**WHAT IS BEING ASKED**. Write out every line of the material as it stands, apart from the pictures.

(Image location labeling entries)
— START —

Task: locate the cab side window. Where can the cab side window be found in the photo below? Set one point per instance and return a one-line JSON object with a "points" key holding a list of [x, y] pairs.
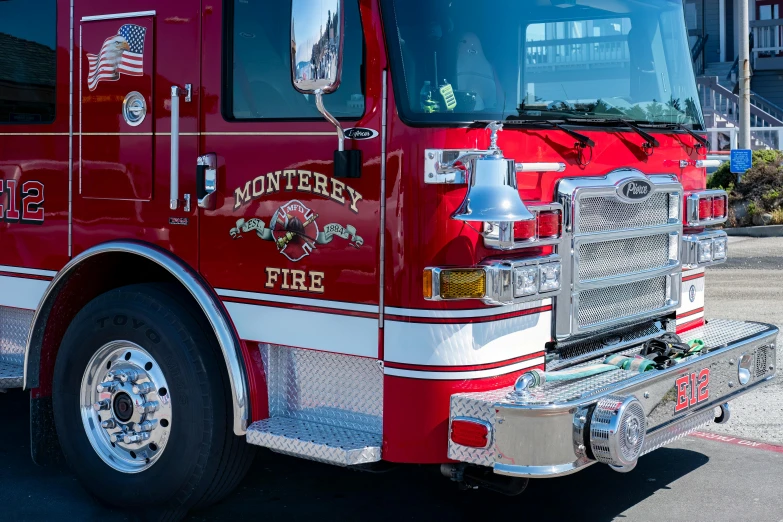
{"points": [[28, 61], [257, 65]]}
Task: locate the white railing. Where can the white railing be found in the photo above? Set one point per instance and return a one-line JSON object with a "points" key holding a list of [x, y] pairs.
{"points": [[719, 101], [581, 52], [761, 138], [767, 37]]}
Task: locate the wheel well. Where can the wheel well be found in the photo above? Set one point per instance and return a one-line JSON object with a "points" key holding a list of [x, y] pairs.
{"points": [[111, 266], [95, 276]]}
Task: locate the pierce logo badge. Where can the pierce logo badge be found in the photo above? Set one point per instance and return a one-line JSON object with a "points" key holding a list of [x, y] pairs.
{"points": [[360, 133], [635, 190]]}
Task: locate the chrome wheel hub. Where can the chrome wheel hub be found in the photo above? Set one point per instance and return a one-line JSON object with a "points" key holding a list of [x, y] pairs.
{"points": [[126, 406]]}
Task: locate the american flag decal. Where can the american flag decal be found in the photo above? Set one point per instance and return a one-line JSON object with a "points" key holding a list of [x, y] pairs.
{"points": [[122, 53]]}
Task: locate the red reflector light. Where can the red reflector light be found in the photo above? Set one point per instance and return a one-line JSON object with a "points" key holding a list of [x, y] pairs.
{"points": [[549, 224], [524, 230], [470, 433], [705, 208], [718, 207]]}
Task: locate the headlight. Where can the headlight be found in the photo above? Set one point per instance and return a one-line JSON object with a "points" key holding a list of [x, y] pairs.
{"points": [[705, 251], [549, 277], [719, 249]]}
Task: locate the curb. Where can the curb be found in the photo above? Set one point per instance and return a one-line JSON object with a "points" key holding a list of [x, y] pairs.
{"points": [[764, 231]]}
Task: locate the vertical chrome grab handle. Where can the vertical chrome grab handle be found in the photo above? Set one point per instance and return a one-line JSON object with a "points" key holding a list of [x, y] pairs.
{"points": [[176, 92]]}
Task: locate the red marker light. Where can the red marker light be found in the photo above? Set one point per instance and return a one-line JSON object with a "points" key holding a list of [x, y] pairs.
{"points": [[549, 224], [705, 208], [524, 230], [470, 433]]}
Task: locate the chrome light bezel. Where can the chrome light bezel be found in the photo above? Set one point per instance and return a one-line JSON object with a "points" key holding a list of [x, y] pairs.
{"points": [[499, 281], [490, 231], [691, 247], [692, 208]]}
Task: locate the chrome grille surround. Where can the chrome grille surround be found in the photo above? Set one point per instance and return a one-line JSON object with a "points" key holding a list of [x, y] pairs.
{"points": [[625, 265], [623, 256]]}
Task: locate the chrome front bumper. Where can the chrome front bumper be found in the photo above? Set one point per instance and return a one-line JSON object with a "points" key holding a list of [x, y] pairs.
{"points": [[543, 435]]}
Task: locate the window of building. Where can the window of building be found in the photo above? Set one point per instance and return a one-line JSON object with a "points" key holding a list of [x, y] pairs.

— END —

**REPLY**.
Task: locate the cab side window. Where can the cab side window be found in the photo below? Set one point per instance and return a one-line JSON object with a "points" key holding a list of [x, y] pairs.
{"points": [[28, 61], [257, 65]]}
Task: locate the white railing. Where can the white railing be found in the photo above? Set one point per instance and return a one-line JSON object with a "points" key holding a list of [x, y] pairs.
{"points": [[719, 101], [581, 52], [761, 138], [767, 37]]}
Task: locate the wheel well. Where can the wheel well be found in the photo above? Set one point per instance and return a one-line JSON object with a "points" key holding a list of [x, y] pairs.
{"points": [[111, 266], [95, 276]]}
Task: locate the pierce logo badge. Where can the pierce logo badge be found in the photo above? Set one point per instance and return a one-line JSON object with a "points" key holding a list of [x, y] pairs.
{"points": [[360, 133], [635, 190]]}
Task: locate the chrome wheel hub. Where can the chrome wheel hub be found in the photo above? Set one point per instance and return a one-line JSON object with a "points" key holding a list of [x, y] pairs.
{"points": [[126, 406]]}
Task: locate the american flag decal. Where can the american flag decal be found in the photo above? Set one point per instance and return a one-line JSON object with a "points" key holding a list of [x, y] pairs.
{"points": [[122, 53]]}
Task: locate the red reflector light. Where can the red reflector light be found in the photo above? Set one point per instance and return a one-line JSON object with a "points" key holding a list of [x, y] pairs.
{"points": [[549, 224], [524, 230], [470, 433], [705, 208], [718, 207]]}
Task: locate the headlight. Where can the headlight be found in the photo above? Set one point per instance and return a one-line JSON object with a "points" key holding a list of [x, y] pairs.
{"points": [[705, 251], [549, 277], [719, 249]]}
Task: locate the curb. Where can the curb be found in the photo above? Set one point per instance and return a one-line JSON object with a "points" key holding a list of [x, y] pairs.
{"points": [[764, 231]]}
Task: locate the vertical chrome grab handle. Where can the vertical chrome grab handle be found in the photo above? Set one point per instance and return a one-line JSON object with a "points" key holding a list of [x, y] pairs.
{"points": [[176, 92]]}
Task: locate the red marker light. Where can the red marker light be found in the photo above? Set one point per instance and return a one-line JSON object with a "points" key holding a list of [x, y] pairs.
{"points": [[549, 224], [705, 208], [524, 230], [470, 433]]}
Task: locate the chrome light bezel. Where can the chrome light bezel be found in the photo above? Set one point per instance and return a one-line JSON object with a "points" key holding a list of [x, y] pairs.
{"points": [[499, 281], [490, 231], [691, 247], [692, 208]]}
Task: locate the chrome grille surround. Where can the chrome grille surround be found in the photo above? Set one point per instance and return a one-line JSON object with a "points" key holding a list of [x, y] pairs.
{"points": [[625, 265], [623, 256]]}
Task: locate the chrome front bumper. Where can the chrome front bumper be found in the photo above? Set one point per instance and return a one-line JSON object with a "points" key holding a list of [x, y] pairs.
{"points": [[543, 435]]}
Task: locate the window of building. Where can the window of building be found in the photo above? Set one point per instance and return a one-line JSON object with a "points" key holding a list of [x, y] pairs.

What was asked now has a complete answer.